- [Questions to answer]:
**1.** Return, word for word, everything in the account of moving from California to Portugal from "Photo credit: IOM/Tiago" down to "speak the language.".
**2.** Take the account of moving from California to Portugal further, picking up after its final sentence.

- [Excerpted text]:
Photo credit: IOM/Tiago Figueiredo
“Before coming to Portugal to study, I was told: 'They greet people like in Latin America, with kisses on the cheeks!' I am from the United States and grew up in a Salvadorian and Cuban household in California. I was quite nervous before coming to Portugal, as I had never really been abroad besides going to nearby Tijuana, in Mexico. I had no idea what to expect from moving to Europe, and to a country where I did not speak the language.
I have felt very welcomed here. Coming from the American West Coast, I thought my home was a laid back place, but I have found Portugal to be even more relaxed! I love the Portuguese quality of life, especially how Portuguese people take time to have dinner together. Spending time together is a tradition here, both indoors and outdoors. In the U.S you work all the time and sometimes it is barely enough to survive. You can’t spend the time with friends and family as you would like. However, I get very frustrated sometimes because there are certain tasks that could be done very quickly, but then you end up needing two hours to do them in Lisbon. I think I have grown to become a more patient person while living here. I am used to taking my car to the store back home in California, but here I don’t have a car, so I find myself using public transportation. I’m either waiting for the metro or chasing after the bus.

- [The data]:
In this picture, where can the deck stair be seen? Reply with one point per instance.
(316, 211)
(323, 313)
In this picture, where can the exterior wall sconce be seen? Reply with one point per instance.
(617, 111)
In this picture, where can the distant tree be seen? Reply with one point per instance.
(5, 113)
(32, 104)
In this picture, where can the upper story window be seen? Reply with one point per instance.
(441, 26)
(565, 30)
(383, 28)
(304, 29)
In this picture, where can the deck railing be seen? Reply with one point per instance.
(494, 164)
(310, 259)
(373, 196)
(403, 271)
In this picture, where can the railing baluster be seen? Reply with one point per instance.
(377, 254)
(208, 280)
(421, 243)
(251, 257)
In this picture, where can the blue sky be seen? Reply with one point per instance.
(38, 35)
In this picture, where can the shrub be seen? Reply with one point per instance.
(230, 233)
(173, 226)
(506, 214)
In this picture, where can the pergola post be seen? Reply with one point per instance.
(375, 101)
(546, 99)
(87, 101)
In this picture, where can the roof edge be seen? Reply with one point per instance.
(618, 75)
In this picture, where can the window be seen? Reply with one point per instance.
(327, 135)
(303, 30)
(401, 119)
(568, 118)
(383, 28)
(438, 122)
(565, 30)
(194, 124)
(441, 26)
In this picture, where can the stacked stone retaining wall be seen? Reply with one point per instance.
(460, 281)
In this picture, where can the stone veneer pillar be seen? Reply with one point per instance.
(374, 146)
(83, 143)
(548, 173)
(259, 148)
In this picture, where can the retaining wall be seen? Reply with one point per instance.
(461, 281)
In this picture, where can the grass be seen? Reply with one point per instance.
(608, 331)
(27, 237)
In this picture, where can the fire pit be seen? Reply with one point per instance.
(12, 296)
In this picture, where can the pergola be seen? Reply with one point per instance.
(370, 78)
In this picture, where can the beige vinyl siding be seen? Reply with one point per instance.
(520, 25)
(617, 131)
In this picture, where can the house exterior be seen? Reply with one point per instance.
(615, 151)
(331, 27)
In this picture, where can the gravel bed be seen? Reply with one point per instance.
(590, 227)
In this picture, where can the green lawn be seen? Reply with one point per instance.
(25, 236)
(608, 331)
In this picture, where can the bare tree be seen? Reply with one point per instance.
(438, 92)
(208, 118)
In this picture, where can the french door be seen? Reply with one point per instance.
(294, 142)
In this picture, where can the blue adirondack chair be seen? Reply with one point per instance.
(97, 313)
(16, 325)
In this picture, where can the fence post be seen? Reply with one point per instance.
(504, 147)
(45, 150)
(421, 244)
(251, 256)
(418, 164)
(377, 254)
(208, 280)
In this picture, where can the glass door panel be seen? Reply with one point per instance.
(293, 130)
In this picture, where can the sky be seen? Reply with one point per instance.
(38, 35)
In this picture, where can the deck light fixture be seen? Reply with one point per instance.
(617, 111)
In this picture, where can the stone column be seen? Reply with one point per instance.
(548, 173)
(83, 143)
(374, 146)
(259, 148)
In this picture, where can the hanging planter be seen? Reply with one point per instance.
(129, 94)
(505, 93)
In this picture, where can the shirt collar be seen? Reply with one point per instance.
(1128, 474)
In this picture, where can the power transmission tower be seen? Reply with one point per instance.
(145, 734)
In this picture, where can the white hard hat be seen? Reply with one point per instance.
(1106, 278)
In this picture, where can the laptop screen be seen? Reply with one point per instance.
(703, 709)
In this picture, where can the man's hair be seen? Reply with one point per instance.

- [Answers for the exercise]:
**1.**
Photo credit: IOM/Tiago Figueiredo
“Before coming to Portugal to study, I was told: 'They greet people like in Latin America, with kisses on the cheeks!' I am from the United States and grew up in a Salvadorian and Cuban household in California. I was quite nervous before coming to Portugal, as I had never really been abroad besides going to nearby Tijuana, in Mexico. I had no idea what to expect from moving to Europe, and to a country where I did not speak the language.

**2.**
Lisbon is a vibrant and colorful city, with character and history. In Portugal, you have buildings and streets that are hundreds of years old and castles almost everywhere. Wherever you walk, you’re walking into a piece of history and for me that’s always a ‘wow’ factor. My favorite place in Portugal is the island of Madeira — it combines everything one can find in a city with the beauty of nature!
The most difficult aspect of living in Lisbon for me has been the language. I speak Spanish, but it’s hard to improve my Portuguese accent and speaking because everyone is always so polite and immediately begins speaking in English with me when they hear me stumble upon my words. The most difficult Portuguese word for me is: “Espelho” — with that particular “lhe” sound – and my favorite expression is: “Ah, pois!”.
It is not easy to move to a different part of the world. I miss the selection of food from home, especially Salvadorian and Cuban cuisine. I also really miss my family, friends, and pets. Yet, I know in the back of my mind that if I wanted to go back home I always have that option available to me — I feel very lucky to have that choice."